Former Paralympians Ron Finneran and Chris Sparks have represented Australia at the highest level.
- Australians who apply for disability care after the age of 65 cannot receive the NDIS
- Ron Finneran and Chris Sparks are championing the campaign for change
- Around 450,000 Australians live with the level of disability required to meet the NDIS's disability criteria
Both men have received the Order of Australia, are wheelchair users, and both have chosen to live out their retirement years on the NSW Far South Coast.
But when it comes to government support for disability care, the similarities end there — due to a loophole in eligibility criteria.
According to the Federal Register of Legislation for the National Disability Insurance Scheme (NDIS), a person who meets the NDIS age requirement is "… aged under 65 when the access request in relation to the person was made".
That affects Australians like Ron Finneran.
Mr Finneran has lived with the effects of post-polio for most of his life, but at 77 years old is lacking large portions of his disability care despite meeting the assessment criteria for the NDIS — all because he was over the age of 65 when the scheme came into effect in 2013.
Mr Finneran said the eligibility criteria meant he was only eligible for My Aged Care, a scheme with significantly less funding and more restrictions on what that funding can be used for.
Missing out on vital care
Advocacy group People with Disability Australia said it left vulnerable Australians without the significant care they needed.

----

:: PROBLEM 1 ::
Answer these from the article on the NDIS age cutoff:
(a) In what year did the scheme come into effect?
(b) How old is Ron Finneran?
(c) Where have both men chosen to spend their retirement years?
:: PROBLEM 2 ::
Extend the article on the NDIS age cutoff with the next few paragraphs, picking up after its final sentence.
The listing plays no part in this work.

:: GIVEN INFORMATION ::

----

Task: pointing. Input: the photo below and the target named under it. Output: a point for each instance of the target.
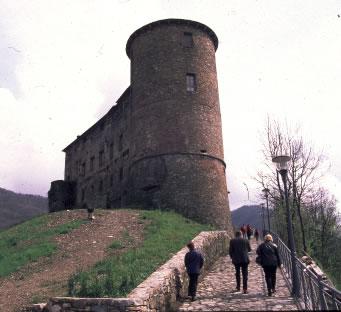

----

:: EXERCISE OUTPUT 1 ::
(a) 2013
(b) 77
(c) The NSW Far South Coast

:: EXERCISE OUTPUT 2 ::
"Both are supposed to be around supporting people, but the key difference is the NDIS is supposed to [give] people what they need to be who they are … whereas aged care can be very much focussed on our medical needs and it can be far more limited," president Sam Connor said.
In comparison, the president of the NSW Physical Disability Council, Chris Sparks, was 53 at the time the NDIS was introduced. He lives with similar physical challenges to Mr Finneran, but he receives the full support of the NDIS.
"I got injured young as a kid but plenty of people get injured over the age of 65", he said.
"Currently in Australia if you apply for the NDIS you must be under 65 years of age … so if you have that accident at the age of 64, tremendous, [but] if you're over 65 you're ruled ineligible and that means you have to get by on the aged care supports, which are absolutely inappropriate."
Campaign to highlight flaws
In response to what many working in the disability sector believe is unfair, Mr Sparks and the New South Wales Physical Disability Council along with Spinal Cord Injuries Australia have launched a national campaign to address the inequity.
"The objective [is] to try and get rid of this implicit age discrimination … the reality is only about 450,000 are eligible for the NDIS," Mr Sparks said.
"It doesn't give people the right to be funded individually … and it doesn't cater towards any needs, goals, determinations whatsoever," CEO of the NSW Physical Disability Council, Serena Ovens, said.
In response to the campaign, a spokesperson for the Minister for the National Disability Insurance Scheme, Linda Reynolds, told the ABC:
It is a policy that may affect only a portion of elderly Australians with a disability. But for men and women like Ron Finneran, it leaves them struggling to finance their care needs.